[Rows from an annotation dataset]
____________

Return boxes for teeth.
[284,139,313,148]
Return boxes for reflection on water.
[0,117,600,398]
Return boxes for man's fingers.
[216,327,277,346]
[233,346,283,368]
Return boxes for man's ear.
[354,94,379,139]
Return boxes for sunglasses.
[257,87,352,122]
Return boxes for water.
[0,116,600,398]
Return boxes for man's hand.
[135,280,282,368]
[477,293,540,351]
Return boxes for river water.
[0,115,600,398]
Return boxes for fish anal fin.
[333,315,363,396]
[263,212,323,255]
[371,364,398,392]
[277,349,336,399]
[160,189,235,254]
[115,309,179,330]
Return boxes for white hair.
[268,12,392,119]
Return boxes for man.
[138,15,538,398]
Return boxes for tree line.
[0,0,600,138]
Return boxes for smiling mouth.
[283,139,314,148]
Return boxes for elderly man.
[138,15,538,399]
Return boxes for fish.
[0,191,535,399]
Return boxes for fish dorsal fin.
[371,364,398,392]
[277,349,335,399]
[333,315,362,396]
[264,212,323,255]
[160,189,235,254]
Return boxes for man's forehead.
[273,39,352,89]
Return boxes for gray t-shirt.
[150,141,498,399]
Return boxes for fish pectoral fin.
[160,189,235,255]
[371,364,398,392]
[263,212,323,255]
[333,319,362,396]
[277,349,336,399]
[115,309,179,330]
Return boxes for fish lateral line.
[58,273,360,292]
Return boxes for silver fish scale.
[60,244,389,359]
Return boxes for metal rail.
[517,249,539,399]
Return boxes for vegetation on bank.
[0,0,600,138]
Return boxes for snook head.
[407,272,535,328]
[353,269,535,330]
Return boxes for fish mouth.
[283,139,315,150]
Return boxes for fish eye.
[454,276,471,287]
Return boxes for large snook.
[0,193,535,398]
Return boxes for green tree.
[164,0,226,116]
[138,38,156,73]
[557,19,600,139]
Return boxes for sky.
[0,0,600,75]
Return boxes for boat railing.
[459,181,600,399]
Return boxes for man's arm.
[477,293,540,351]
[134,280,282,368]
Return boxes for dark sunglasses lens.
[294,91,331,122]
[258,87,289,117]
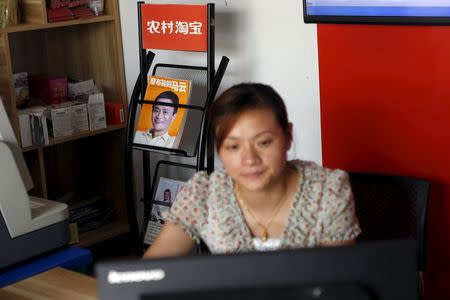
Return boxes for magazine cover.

____________

Copy every row above word for word, but omit the picture.

Return boxes for teeth.
[284,139,313,148]
Return boxes for reflection on water.
[0,117,600,398]
Return boxes for man's fingers.
[216,327,277,346]
[233,346,283,368]
Return boxes for man's ear.
[354,94,379,139]
Return boxes for sunglasses.
[257,87,352,122]
Return boxes for water.
[0,116,600,398]
Return boxes for man's hand.
[135,280,282,368]
[477,293,540,351]
Return boxes for river water.
[0,115,600,398]
Return boxes for fish anal fin.
[333,315,363,396]
[263,212,323,255]
[371,364,398,392]
[277,349,336,399]
[160,189,235,254]
[115,309,179,330]
Return boxes for white hair.
[268,12,392,119]
Return boxes for man.
[138,15,538,398]
Return boxes for tree line.
[0,0,600,138]
Return boxes for smiling mouth.
[283,139,314,148]
Return boxes for elderly man.
[138,15,538,399]
Return boxes for fish.
[0,191,535,399]
Return boxes for fish dorsal fin.
[371,364,398,392]
[277,349,335,399]
[333,315,362,396]
[264,212,323,255]
[160,189,235,254]
Return boxes for man's forehead.
[273,39,352,89]
Return boxes for gray t-shirt.
[150,141,498,399]
Return boxes for fish pectoral fin.
[160,189,235,255]
[371,364,398,392]
[263,212,323,255]
[333,319,362,396]
[277,349,336,399]
[115,309,179,330]
Return boxes for fish lateral line.
[58,273,360,292]
Return boxes for silver fish scale.
[60,244,389,359]
Return boxes for metal rail.
[517,249,539,399]
Return boxes for vegetation on bank.
[0,0,600,138]
Return boxes for snook head.
[407,272,535,328]
[353,269,535,330]
Return boxes for fish mouth.
[283,139,315,150]
Return boxes for fish eye.
[454,276,471,287]
Return boxes for large snook.
[0,193,535,398]
Return boxes for green tree.
[164,0,226,116]
[138,38,156,73]
[557,19,600,139]
Return boxes for sky.
[0,0,600,75]
Return boxes for boat railing.
[459,181,600,399]
Return boxes for man's arm.
[477,293,540,351]
[134,280,282,368]
Return boxes for dark sunglasses lens.
[294,91,331,122]
[258,87,289,117]
Return boxes for magazine cover.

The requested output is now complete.